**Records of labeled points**
---+---
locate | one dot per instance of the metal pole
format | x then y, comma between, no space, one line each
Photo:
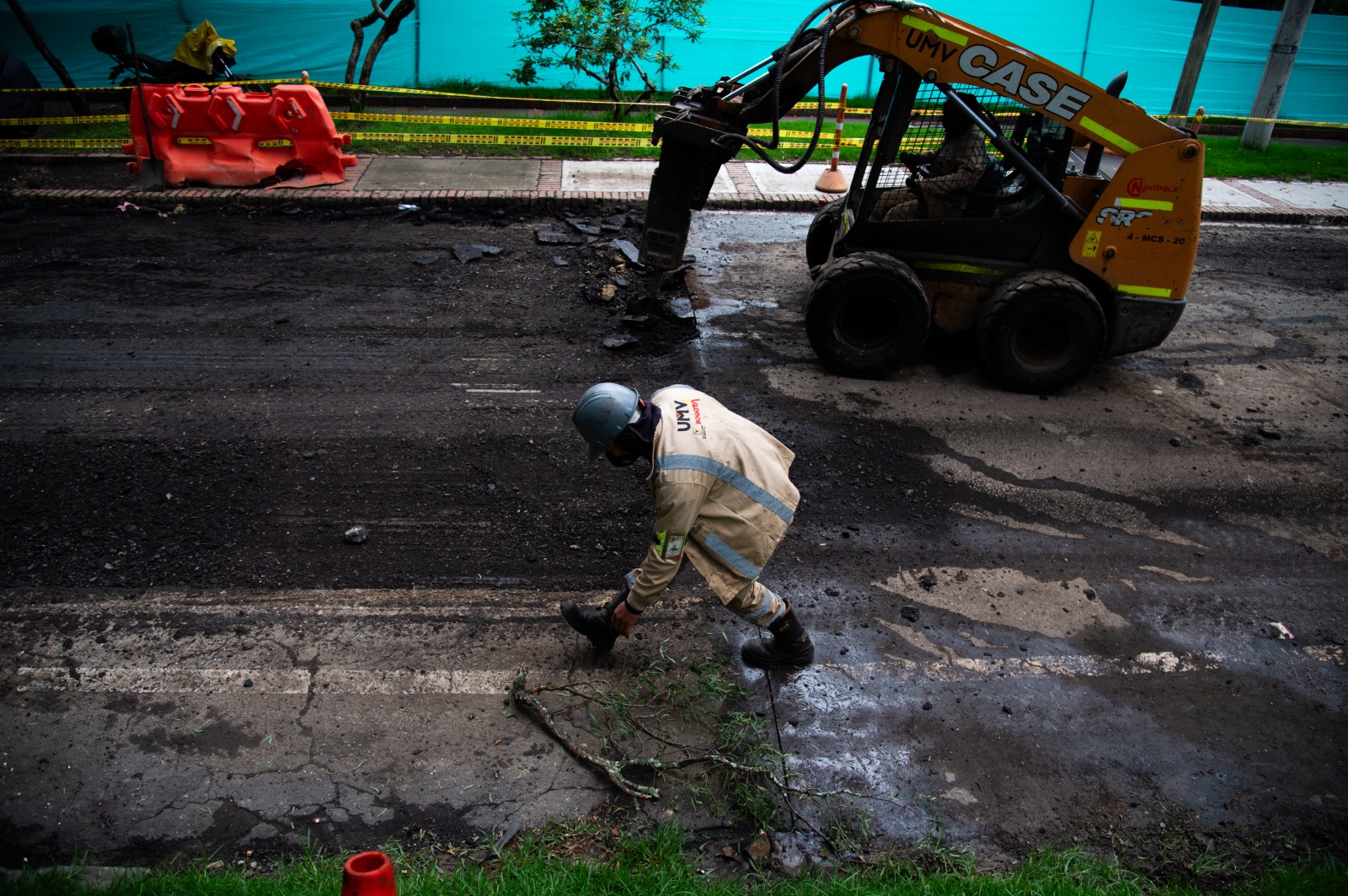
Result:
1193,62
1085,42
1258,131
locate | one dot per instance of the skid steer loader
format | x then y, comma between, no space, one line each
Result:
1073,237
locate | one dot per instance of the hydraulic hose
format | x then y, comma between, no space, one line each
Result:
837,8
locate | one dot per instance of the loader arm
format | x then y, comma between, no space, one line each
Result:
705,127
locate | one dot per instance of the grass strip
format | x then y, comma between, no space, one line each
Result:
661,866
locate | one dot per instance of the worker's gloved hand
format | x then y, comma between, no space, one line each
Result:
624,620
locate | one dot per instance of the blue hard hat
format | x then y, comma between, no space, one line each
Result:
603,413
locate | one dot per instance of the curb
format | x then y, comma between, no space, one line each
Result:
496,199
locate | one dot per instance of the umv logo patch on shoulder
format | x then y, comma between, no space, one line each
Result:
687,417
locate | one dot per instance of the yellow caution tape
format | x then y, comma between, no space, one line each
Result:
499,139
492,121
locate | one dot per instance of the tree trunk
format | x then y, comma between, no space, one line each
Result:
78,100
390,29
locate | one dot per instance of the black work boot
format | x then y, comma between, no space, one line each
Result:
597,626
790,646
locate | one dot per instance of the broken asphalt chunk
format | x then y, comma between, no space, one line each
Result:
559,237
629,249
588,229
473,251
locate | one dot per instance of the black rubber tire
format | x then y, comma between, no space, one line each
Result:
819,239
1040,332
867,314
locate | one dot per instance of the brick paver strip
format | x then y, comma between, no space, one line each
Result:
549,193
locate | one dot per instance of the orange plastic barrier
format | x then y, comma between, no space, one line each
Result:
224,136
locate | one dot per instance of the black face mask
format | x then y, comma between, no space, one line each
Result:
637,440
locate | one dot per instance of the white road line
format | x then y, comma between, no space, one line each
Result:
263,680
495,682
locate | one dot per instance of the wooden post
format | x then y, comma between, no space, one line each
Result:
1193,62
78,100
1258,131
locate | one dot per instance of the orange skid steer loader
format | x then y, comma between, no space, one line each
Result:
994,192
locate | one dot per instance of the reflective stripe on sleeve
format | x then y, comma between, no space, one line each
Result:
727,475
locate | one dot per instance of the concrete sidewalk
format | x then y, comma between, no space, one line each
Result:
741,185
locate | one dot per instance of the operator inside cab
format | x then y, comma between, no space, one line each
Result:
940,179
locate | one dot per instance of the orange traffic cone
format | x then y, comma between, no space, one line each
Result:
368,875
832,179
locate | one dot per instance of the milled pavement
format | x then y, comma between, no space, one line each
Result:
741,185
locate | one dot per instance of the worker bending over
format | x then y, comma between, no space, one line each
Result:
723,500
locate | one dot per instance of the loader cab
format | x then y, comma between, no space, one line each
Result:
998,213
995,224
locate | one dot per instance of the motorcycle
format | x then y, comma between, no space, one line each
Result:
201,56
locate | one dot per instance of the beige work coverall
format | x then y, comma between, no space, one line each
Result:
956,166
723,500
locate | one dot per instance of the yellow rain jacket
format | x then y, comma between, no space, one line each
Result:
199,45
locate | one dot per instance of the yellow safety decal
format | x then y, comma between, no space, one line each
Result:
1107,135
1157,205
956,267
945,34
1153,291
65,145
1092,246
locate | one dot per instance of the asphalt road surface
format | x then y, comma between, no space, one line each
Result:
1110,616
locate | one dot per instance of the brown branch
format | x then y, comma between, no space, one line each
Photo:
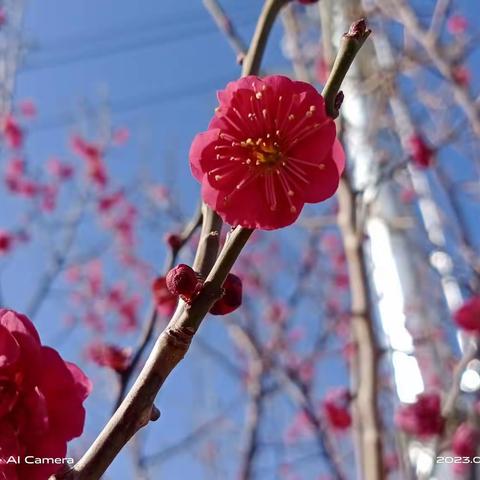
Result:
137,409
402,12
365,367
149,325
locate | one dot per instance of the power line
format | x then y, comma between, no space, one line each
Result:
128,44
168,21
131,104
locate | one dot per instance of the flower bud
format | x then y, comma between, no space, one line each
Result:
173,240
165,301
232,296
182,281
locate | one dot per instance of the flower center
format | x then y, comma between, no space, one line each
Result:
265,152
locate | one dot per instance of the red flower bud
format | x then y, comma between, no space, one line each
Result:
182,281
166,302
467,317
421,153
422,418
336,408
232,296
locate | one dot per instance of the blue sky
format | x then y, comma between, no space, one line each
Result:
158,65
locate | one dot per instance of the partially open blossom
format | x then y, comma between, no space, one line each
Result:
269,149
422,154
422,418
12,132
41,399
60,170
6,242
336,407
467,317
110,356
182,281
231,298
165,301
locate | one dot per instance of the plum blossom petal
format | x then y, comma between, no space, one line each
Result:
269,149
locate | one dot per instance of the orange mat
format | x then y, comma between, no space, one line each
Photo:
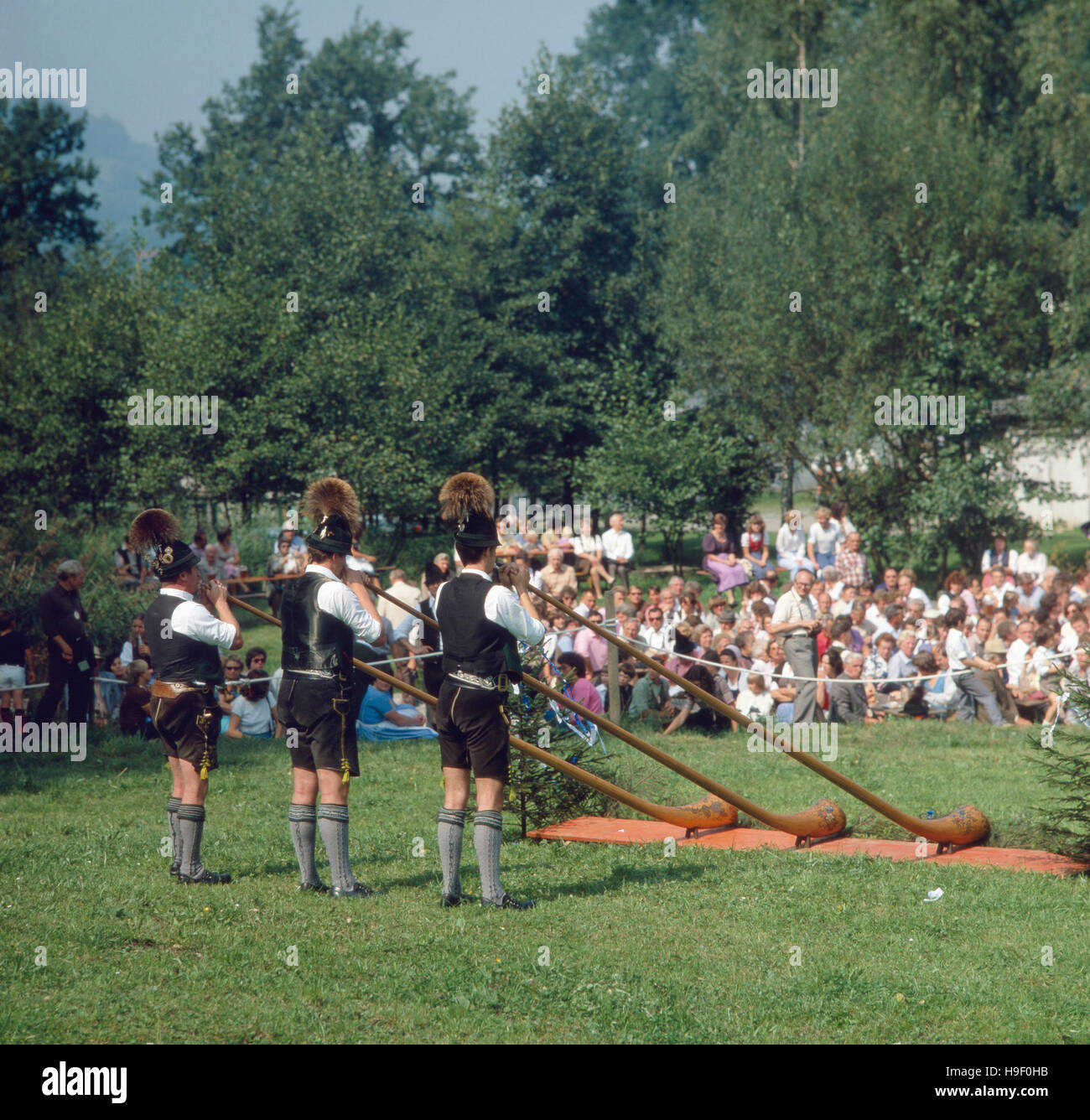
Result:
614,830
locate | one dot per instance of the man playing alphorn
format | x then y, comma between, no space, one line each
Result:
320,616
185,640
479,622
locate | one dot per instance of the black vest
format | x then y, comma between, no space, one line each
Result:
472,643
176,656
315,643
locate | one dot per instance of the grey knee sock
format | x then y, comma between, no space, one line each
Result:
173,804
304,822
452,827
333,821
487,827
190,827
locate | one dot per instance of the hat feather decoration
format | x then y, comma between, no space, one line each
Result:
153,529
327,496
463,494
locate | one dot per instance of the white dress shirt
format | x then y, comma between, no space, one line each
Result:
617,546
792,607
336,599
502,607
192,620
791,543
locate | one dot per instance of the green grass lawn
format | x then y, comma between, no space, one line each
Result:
---+---
**Exercise objective**
Reproduce every row above, switching each occurrence of "one dot per instance" to "a single point for each instance" and leaving everything else unchanged. Omit the pictures from your answer.

**Exercise result**
locate | a single point for each instance of the metal pole
format | x then y, comma between, no space, one line each
Photo:
Result:
1193,62
1085,42
1258,131
locate | a single point for each instance of the skid steer loader
format | x then y, comma between, no space, one line each
Result:
1073,237
locate | a single point for each instance of the hydraulic hose
format | x then y, comma between, no space, one line each
Result:
837,8
locate | a single point for each instance of the loader arm
format | x then y, comma between, no space, one line each
Result:
705,127
locate | a single point for each instance of the grass strip
format | x then y, comma between, no space, one line each
Result:
661,866
locate | a single point for each instance of the worker's gloved hand
format | x then y, comma between, no space, one line each
Result:
624,620
locate | a single point for each instance of the blue hard hat
format | x then y, comma between, no space, one line each
Result:
603,413
locate | a single point for each instance of the curb
format | x then y, comma between, no space, one line each
Result:
496,199
locate | a single point for each instance of the umv logo patch on shoulder
format | x then y, comma between, no space, one line each
Result:
687,417
locate | a single point for each instance of the yellow caution tape
format | x then y, comma between, no space, one line each
Result:
499,139
492,121
locate | a single point for each instance of the tree trunk
format | x then y, comma between, no space, one line each
Result:
78,100
390,29
locate | a single point for each instance of the black work boot
format | x then y, comma between, no space, one line each
Result:
597,626
790,646
locate | a single point for each instance of the broken asphalt chunk
format | x then y, comma between, no space, one line each
Result:
559,237
629,249
588,229
473,251
locate | a single point for each instance of the black rubber tire
format | x then y, comma between, no space, one line each
Result:
819,239
1040,332
867,314
locate | a single point for each instance of the brick paver strip
format | x then y, comma between, no space, one line each
Result:
549,193
locate | a single point for each instance of the orange plastic barrier
format | x then y, comma between, no space, one line each
Result:
224,136
locate | a single point for each instance of the black face mask
format | x then y, comma between, no space, one line each
Result:
637,440
locate | a single point for each instance of the white road line
format | x then y, comma between, no space, one line each
Result:
263,680
495,682
locate | a single point for each instance of the wooden post
format | x then y, comma between, no space, one line each
Result:
1193,62
78,100
1258,131
locate | a single point for each instance of the orange skid steer loader
format | x then y, comma between, no space, one line each
Result:
994,192
locate | a single point for each instance of the reflective stripe on sleeve
format | x then y, comma between, no space, one line each
Result:
727,475
locate | a single point for each instance of the concrete sidewalk
format | x then y, comma between, no space, one line each
Result:
741,185
locate | a single point for each instance of the operator inside cab
format | x then y, comma between, no space, one line each
Result:
940,179
locate | a single point for each instance of the orange traffic cone
format | x then y, comma between, no space, one line each
Result:
368,875
832,179
locate | a single point for each instance of the milled pavement
format | x then y, comma between, no space, one line each
Result:
741,185
locate | a single point for each instance of the worker bending over
format | x then y, comma between, no space, one line each
Result:
723,500
locate | a single point for each instance of the loader cab
format | x then y, comma between, no space, one line each
Result:
998,213
995,224
locate | a single point for each instance of the motorcycle
format | x then y, comma between, no space, one line each
Result:
201,56
locate | a single point for each instance of the beige work coverall
format | x then y, comma between, no space, one line each
Result:
956,166
723,500
locate | a single point for each instance of the yellow rain jacket
format | x then y, comma between, no space, one line each
Result:
199,45
locate | a single point for each instance of the yellow safety decal
format | x then y, comma between, no space, one line each
Result:
1107,135
1157,205
956,267
945,34
1153,291
65,145
1092,246
locate | a single point for each instance of the asphalt road surface
format | x then y, comma between, no space, one line each
Result:
1110,616
locate | a single point for each instance of the brown branch
format | x then y, comma between, no space, one line each
Photo:
Result:
137,409
402,12
365,367
149,325
locate | a single point for each instance of the power line
format | x then y, comma between, no space, one line each
Result:
128,44
168,21
131,104
locate | a single point for each instance of the flower bud
format | x then y, comma between, no space, one line each
Result:
173,240
165,301
232,296
182,281
locate | a single point for each instance of the flower center
format | x then y, comma between, no space, one line each
Result:
265,152
locate | a single point for each instance of the red flower bud
format | x then y, comma between, no space, one line each
Result:
182,281
166,302
467,317
421,153
422,418
336,408
232,296
locate | a single point for each instance of the blue sky
format | x then y, comma between, no space, one line each
Result:
158,65
locate | a single point for each instance of the partially open blossom
format | x then y, comma between, no space, one line each
Result:
269,149
422,154
422,418
12,132
41,399
60,170
6,242
336,407
467,317
110,356
182,281
231,298
165,301
locate | a single point for each instance of the plum blossom petal
format | x then y, comma between, no space, one line each
Result:
269,149
locate | a single point for each instance of the orange mat
format | x then y, comma between, no space, one line each
Photo:
Result:
614,830
locate | a single point for each instance of the man playing alphorn
format | x then y, comma between, no space, one line each
Result:
320,616
185,640
479,622
locate | a single point for each instance of the black vest
format | x then y, comma between, no space, one line each
Result:
472,643
176,656
315,643
locate | a single point for each instance of the grey knee sock
format | x then y, comma between, no space, one line each
Result:
173,804
304,822
452,827
333,821
487,827
190,827
locate | a single point for each instance of the hat feather decoration
format | x then y, comma between, no space, one line each
Result:
153,529
327,496
463,494
locate | a single point for each instance of the white dress shirt
format | x then y, comma between, no space, one line each
Result:
617,546
792,607
336,599
502,607
192,620
791,543
locate | a single point for each instance of the green grass lawn
format | x then y, comma between, no space, one line each
Result:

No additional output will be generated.